Image annotation data:
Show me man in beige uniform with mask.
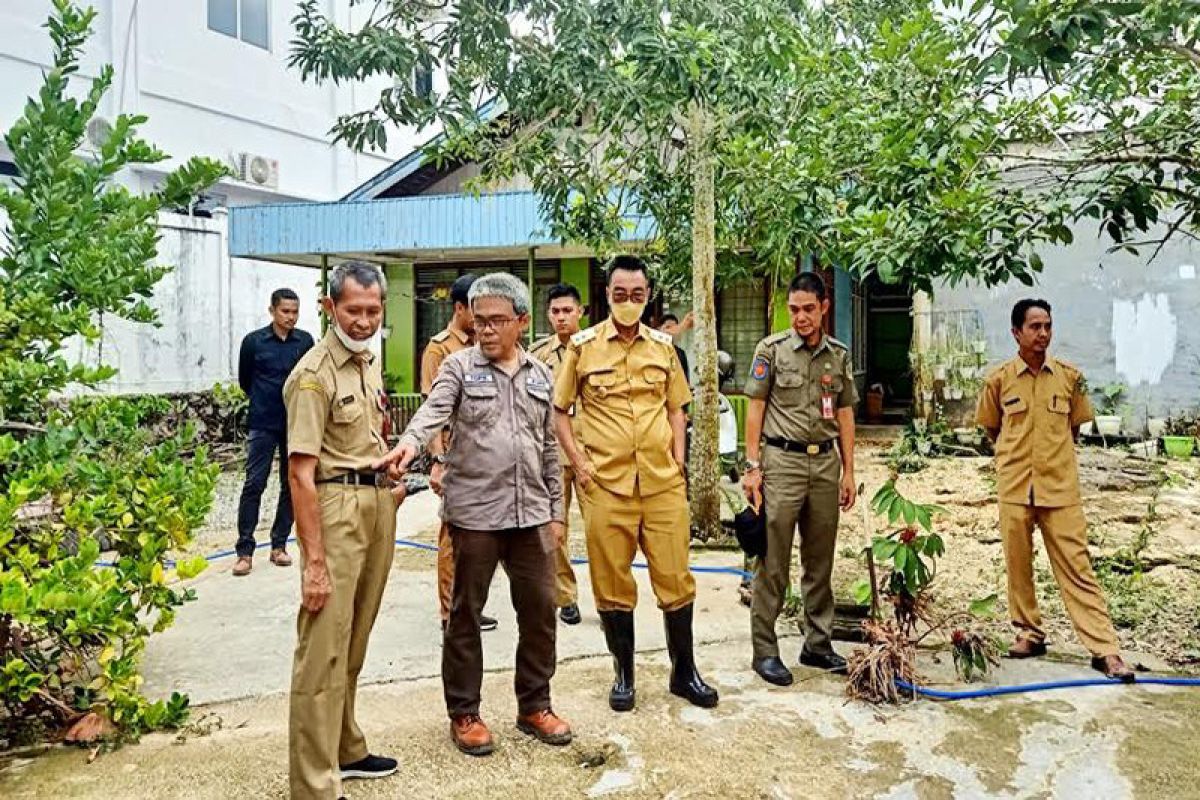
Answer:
[283,261,402,800]
[529,283,583,625]
[554,255,718,711]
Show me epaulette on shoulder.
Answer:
[646,327,674,347]
[571,327,596,347]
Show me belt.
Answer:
[317,473,388,488]
[763,437,834,456]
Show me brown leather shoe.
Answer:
[450,714,493,756]
[517,709,571,745]
[1092,655,1136,684]
[1008,636,1046,658]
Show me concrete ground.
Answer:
[0,484,1200,800]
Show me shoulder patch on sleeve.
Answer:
[646,327,674,347]
[571,327,596,347]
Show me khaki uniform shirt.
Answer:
[421,327,470,397]
[976,356,1094,509]
[401,345,565,530]
[529,333,583,460]
[745,330,858,445]
[554,319,691,497]
[283,327,388,481]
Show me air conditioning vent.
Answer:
[234,152,280,188]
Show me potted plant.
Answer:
[1163,411,1200,458]
[1096,383,1126,437]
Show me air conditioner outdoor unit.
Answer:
[234,152,280,188]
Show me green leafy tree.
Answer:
[973,0,1200,255]
[0,0,223,748]
[293,0,1075,536]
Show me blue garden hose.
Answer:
[896,676,1200,700]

> **Task goal**: Pull every line of the rows above into your reply word for word, but leave out the pictures.

> **Solution for this problem**:
Show me man in beige uniform with mask.
Answer:
[283,261,402,800]
[529,283,583,625]
[554,255,718,711]
Show me epaulette on shoulder.
Answer:
[646,327,674,347]
[571,327,596,347]
Show me belt.
Answer:
[317,473,388,488]
[763,437,834,456]
Show me brown leather shoe.
Answer:
[450,714,493,756]
[517,709,571,745]
[1092,655,1136,684]
[1008,636,1046,658]
Show me concrete ground.
Answer:
[0,484,1200,800]
Show me shoulder patch on sleeve.
Answer:
[646,327,674,347]
[571,327,596,347]
Show me khaki uniform shirt.
Answer:
[421,327,470,397]
[976,356,1094,509]
[401,345,565,530]
[529,333,583,460]
[745,330,858,445]
[554,319,691,497]
[283,327,388,481]
Show me air conditioning vent.
Answer:
[234,152,280,188]
Show me potted plant.
Answer:
[1163,411,1200,458]
[1096,383,1126,437]
Show me air conditioner outdoor unit.
Answer:
[234,152,280,188]
Show me green leafy tree.
Answer:
[973,0,1200,255]
[0,0,223,748]
[293,0,1075,536]
Show me blue garden hose.
Answer:
[896,676,1200,700]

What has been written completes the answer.